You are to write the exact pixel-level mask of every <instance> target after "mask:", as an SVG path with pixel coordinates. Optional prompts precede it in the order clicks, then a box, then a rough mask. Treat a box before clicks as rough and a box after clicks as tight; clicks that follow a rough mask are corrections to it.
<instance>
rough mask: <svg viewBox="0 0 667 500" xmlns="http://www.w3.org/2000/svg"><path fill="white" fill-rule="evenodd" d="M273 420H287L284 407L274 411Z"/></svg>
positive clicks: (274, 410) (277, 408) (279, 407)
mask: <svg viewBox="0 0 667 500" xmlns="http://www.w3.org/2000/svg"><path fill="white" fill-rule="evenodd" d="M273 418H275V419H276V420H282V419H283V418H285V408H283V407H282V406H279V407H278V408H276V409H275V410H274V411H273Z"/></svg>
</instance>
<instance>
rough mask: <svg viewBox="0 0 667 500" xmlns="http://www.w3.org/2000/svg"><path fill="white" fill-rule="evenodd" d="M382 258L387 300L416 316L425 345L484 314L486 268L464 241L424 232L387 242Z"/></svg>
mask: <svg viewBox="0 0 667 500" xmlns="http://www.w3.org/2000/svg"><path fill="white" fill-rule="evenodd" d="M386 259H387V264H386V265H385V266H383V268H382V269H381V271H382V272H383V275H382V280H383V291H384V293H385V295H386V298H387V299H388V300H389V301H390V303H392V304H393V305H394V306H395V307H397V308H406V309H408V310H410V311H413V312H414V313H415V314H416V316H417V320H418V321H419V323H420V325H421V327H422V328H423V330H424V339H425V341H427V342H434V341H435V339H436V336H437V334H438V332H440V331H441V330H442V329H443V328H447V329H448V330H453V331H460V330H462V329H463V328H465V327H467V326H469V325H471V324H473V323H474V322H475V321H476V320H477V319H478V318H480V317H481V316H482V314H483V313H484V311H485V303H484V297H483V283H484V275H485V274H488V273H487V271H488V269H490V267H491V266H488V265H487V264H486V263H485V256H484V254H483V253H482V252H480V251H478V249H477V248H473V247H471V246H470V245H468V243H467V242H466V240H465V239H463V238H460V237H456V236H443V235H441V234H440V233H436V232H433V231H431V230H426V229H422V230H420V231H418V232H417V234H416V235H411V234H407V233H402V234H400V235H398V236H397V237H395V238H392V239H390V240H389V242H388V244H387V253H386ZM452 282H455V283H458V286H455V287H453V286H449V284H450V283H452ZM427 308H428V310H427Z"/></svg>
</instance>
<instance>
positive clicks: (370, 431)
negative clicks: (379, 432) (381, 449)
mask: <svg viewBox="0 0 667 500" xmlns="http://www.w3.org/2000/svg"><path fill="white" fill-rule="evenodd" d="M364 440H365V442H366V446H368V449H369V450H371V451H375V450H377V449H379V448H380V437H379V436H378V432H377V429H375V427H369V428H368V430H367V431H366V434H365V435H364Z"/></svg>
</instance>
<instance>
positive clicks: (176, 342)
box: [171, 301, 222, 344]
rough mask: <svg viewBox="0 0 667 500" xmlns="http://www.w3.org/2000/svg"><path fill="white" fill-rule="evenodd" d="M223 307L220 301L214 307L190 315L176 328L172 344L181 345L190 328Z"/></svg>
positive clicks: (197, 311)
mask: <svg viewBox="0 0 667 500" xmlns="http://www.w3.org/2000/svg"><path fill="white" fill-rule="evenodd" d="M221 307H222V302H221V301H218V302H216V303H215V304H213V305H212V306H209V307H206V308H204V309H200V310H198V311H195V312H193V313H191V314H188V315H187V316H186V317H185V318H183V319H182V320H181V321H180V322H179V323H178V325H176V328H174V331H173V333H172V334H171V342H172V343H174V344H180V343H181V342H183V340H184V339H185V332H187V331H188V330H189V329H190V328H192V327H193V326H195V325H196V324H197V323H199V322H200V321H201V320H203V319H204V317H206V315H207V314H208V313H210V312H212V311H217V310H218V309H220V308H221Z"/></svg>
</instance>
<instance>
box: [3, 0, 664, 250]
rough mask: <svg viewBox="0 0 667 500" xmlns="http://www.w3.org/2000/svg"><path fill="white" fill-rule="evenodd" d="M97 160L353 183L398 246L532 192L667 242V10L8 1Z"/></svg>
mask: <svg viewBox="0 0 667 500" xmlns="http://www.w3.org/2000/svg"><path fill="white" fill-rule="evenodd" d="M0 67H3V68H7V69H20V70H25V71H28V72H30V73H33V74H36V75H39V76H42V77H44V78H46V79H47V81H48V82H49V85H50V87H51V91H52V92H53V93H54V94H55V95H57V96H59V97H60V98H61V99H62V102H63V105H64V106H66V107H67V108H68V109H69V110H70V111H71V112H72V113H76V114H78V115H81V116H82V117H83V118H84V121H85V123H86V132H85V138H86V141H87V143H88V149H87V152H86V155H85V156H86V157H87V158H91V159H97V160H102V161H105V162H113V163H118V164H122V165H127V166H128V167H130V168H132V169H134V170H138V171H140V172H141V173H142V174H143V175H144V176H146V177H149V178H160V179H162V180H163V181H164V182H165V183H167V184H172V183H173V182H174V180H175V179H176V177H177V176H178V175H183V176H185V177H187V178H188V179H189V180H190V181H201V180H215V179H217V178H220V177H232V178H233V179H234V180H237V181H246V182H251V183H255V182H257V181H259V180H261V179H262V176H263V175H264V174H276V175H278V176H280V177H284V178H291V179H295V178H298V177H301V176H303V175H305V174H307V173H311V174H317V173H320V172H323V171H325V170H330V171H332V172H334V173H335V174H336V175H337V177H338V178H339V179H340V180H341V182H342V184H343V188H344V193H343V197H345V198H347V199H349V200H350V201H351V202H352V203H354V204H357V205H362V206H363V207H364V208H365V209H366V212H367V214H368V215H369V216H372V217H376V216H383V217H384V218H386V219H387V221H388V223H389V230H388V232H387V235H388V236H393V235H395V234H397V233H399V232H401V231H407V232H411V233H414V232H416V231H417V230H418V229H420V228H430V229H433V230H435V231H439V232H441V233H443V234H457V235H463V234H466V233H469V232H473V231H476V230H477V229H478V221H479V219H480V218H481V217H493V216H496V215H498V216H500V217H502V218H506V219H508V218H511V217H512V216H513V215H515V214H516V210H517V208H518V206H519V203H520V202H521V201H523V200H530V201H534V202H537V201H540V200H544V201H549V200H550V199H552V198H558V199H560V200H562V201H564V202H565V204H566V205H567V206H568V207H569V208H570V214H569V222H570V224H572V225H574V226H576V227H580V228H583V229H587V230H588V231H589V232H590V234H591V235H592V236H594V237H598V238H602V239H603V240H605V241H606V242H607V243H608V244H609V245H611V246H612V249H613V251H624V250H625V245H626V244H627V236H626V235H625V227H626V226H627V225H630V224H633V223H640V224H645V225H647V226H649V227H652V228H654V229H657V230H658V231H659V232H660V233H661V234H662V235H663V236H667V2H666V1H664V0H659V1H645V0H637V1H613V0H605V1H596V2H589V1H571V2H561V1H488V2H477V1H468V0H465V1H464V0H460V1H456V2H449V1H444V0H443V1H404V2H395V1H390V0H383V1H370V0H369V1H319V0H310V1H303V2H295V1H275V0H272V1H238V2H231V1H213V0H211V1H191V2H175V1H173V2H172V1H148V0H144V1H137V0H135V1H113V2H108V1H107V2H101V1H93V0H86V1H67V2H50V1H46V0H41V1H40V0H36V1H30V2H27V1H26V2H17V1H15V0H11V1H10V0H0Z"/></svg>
******
_TASK ITEM_
Give the records again, unchanged and complete.

_REPLY TO THE EXERCISE_
You are to write the exact pixel-level mask of every <instance> target after "mask:", as an SVG path with pixel coordinates. Optional prompts precede it in the order clicks, then a box, then a rough mask. Treat a box before clicks as rough and a box after clicks as tight; clicks that follow a rough mask are corrections to it.
<instance>
rough mask: <svg viewBox="0 0 667 500" xmlns="http://www.w3.org/2000/svg"><path fill="white" fill-rule="evenodd" d="M273 420H287L284 407L274 411Z"/></svg>
positive clicks: (274, 410) (277, 408) (279, 407)
mask: <svg viewBox="0 0 667 500" xmlns="http://www.w3.org/2000/svg"><path fill="white" fill-rule="evenodd" d="M273 418H275V419H276V420H282V419H283V418H285V408H283V407H282V406H279V407H278V408H276V409H275V410H274V411H273Z"/></svg>
</instance>
<instance>
rough mask: <svg viewBox="0 0 667 500" xmlns="http://www.w3.org/2000/svg"><path fill="white" fill-rule="evenodd" d="M382 258L387 300L416 316L425 345L484 314L486 268L464 241L424 232L387 242Z"/></svg>
mask: <svg viewBox="0 0 667 500" xmlns="http://www.w3.org/2000/svg"><path fill="white" fill-rule="evenodd" d="M386 259H387V264H386V265H385V266H383V268H382V269H381V271H382V272H383V275H382V280H383V291H384V293H385V295H386V298H387V299H388V300H389V301H390V303H392V304H393V305H394V306H395V307H397V308H406V309H408V310H410V311H413V312H414V313H415V314H416V316H417V320H418V321H419V323H420V325H421V327H422V328H423V330H424V339H425V341H427V342H434V341H435V339H436V336H437V334H438V332H440V331H441V330H442V329H443V328H447V329H448V330H453V331H460V330H462V329H463V328H465V327H467V326H469V325H471V324H473V323H474V322H475V321H476V320H477V319H478V318H480V317H481V316H482V314H483V313H484V311H485V303H484V297H483V283H484V275H485V274H488V273H487V271H488V269H490V267H491V266H488V265H487V264H486V263H485V256H484V254H483V253H482V252H480V251H478V249H477V248H473V247H471V246H470V245H468V243H467V242H466V240H465V239H463V238H460V237H456V236H443V235H441V234H440V233H436V232H433V231H431V230H426V229H422V230H420V231H418V232H417V234H416V235H411V234H407V233H402V234H400V235H398V236H397V237H395V238H392V239H390V240H389V242H388V244H387V253H386ZM452 282H455V283H458V286H455V287H453V286H449V284H450V283H452ZM427 308H428V310H427Z"/></svg>
</instance>
<instance>
positive clicks: (370, 431)
negative clicks: (379, 432) (381, 449)
mask: <svg viewBox="0 0 667 500" xmlns="http://www.w3.org/2000/svg"><path fill="white" fill-rule="evenodd" d="M364 440H365V442H366V446H368V449H369V450H371V451H375V450H377V449H379V448H380V437H379V436H378V432H377V429H375V427H369V428H368V430H367V431H366V434H365V435H364Z"/></svg>
</instance>
<instance>
positive clicks: (176, 342)
box: [171, 301, 222, 344]
rough mask: <svg viewBox="0 0 667 500" xmlns="http://www.w3.org/2000/svg"><path fill="white" fill-rule="evenodd" d="M223 307L220 301L214 307L190 315L176 328L172 344L181 345L190 328Z"/></svg>
positive clicks: (197, 311)
mask: <svg viewBox="0 0 667 500" xmlns="http://www.w3.org/2000/svg"><path fill="white" fill-rule="evenodd" d="M221 307H222V302H221V301H218V302H216V303H215V304H213V305H212V306H209V307H206V308H204V309H200V310H198V311H195V312H193V313H191V314H188V315H187V316H186V317H185V318H183V319H182V320H181V321H180V322H179V323H178V325H176V328H174V331H173V333H172V334H171V342H172V343H174V344H180V343H181V342H183V340H184V339H185V332H187V331H188V330H189V329H190V328H192V327H193V326H195V325H196V324H197V323H199V322H200V321H201V320H203V319H204V317H206V315H207V314H208V313H210V312H212V311H217V310H218V309H220V308H221Z"/></svg>
</instance>
<instance>
box: [3, 0, 664, 250]
rough mask: <svg viewBox="0 0 667 500" xmlns="http://www.w3.org/2000/svg"><path fill="white" fill-rule="evenodd" d="M97 160L353 183L398 246L532 192L667 242V10L8 1Z"/></svg>
mask: <svg viewBox="0 0 667 500" xmlns="http://www.w3.org/2000/svg"><path fill="white" fill-rule="evenodd" d="M0 67H3V68H7V69H20V70H25V71H28V72H30V73H33V74H36V75H39V76H42V77H44V78H46V79H47V81H48V82H49V85H50V87H51V91H52V92H53V93H54V94H55V95H57V96H59V97H60V98H61V99H62V102H63V105H64V106H66V107H67V108H68V109H69V110H70V111H71V112H72V113H76V114H78V115H81V116H82V117H83V118H84V121H85V123H86V132H85V138H86V141H87V143H88V149H87V152H86V155H85V156H86V157H87V158H91V159H97V160H102V161H105V162H113V163H118V164H122V165H127V166H128V167H130V168H132V169H134V170H138V171H140V172H141V173H142V174H143V175H144V176H146V177H149V178H160V179H162V180H163V181H164V182H165V183H167V184H172V183H173V182H174V180H175V179H176V177H177V176H178V175H183V176H185V177H187V178H188V179H189V180H190V181H201V180H215V179H217V178H220V177H232V178H233V179H234V180H237V181H246V182H251V183H255V182H257V181H259V180H261V179H262V176H263V175H264V174H276V175H278V176H280V177H284V178H291V179H295V178H298V177H301V176H303V175H305V174H307V173H311V174H317V173H320V172H323V171H325V170H330V171H332V172H334V173H335V174H336V175H337V177H338V178H339V179H340V180H341V182H342V184H343V188H344V193H343V197H345V198H347V199H349V200H350V201H351V202H352V203H354V204H357V205H362V206H363V207H364V208H365V209H366V212H367V214H368V215H369V216H372V217H376V216H383V217H384V218H386V219H387V221H388V223H389V230H388V232H387V235H388V236H393V235H395V234H397V233H399V232H401V231H407V232H411V233H414V232H416V231H417V230H418V229H420V228H430V229H433V230H435V231H439V232H441V233H443V234H457V235H463V234H466V233H469V232H473V231H476V230H477V229H478V221H479V219H480V218H481V217H493V216H496V215H498V216H500V217H502V218H506V219H508V218H511V217H512V216H513V215H515V214H516V210H517V208H518V206H519V203H520V202H521V201H523V200H530V201H534V202H537V201H540V200H544V201H549V200H550V199H552V198H558V199H560V200H562V201H564V202H565V204H566V205H567V206H568V207H569V208H570V214H569V222H570V224H572V225H574V226H576V227H580V228H583V229H587V230H588V231H589V232H590V234H591V235H592V236H594V237H598V238H602V239H603V240H605V241H606V242H607V243H608V244H609V245H611V246H612V249H613V251H624V250H625V245H626V244H627V236H626V235H625V227H626V226H627V225H630V224H633V223H640V224H645V225H647V226H649V227H652V228H654V229H657V230H658V231H659V232H660V233H661V234H662V235H663V236H667V2H666V1H664V0H659V1H645V0H637V1H613V0H605V1H596V2H589V1H571V2H561V1H488V2H477V1H468V0H465V1H464V0H460V1H456V2H449V1H444V0H443V1H404V2H395V1H390V0H383V1H370V0H369V1H319V0H310V1H303V2H295V1H275V0H272V1H238V2H231V1H213V0H211V1H191V2H175V1H173V2H172V1H148V0H144V1H137V0H135V1H113V2H108V1H107V2H101V1H93V0H86V1H67V2H50V1H46V0H41V1H40V0H36V1H30V2H27V1H26V2H17V1H15V0H11V1H10V0H0Z"/></svg>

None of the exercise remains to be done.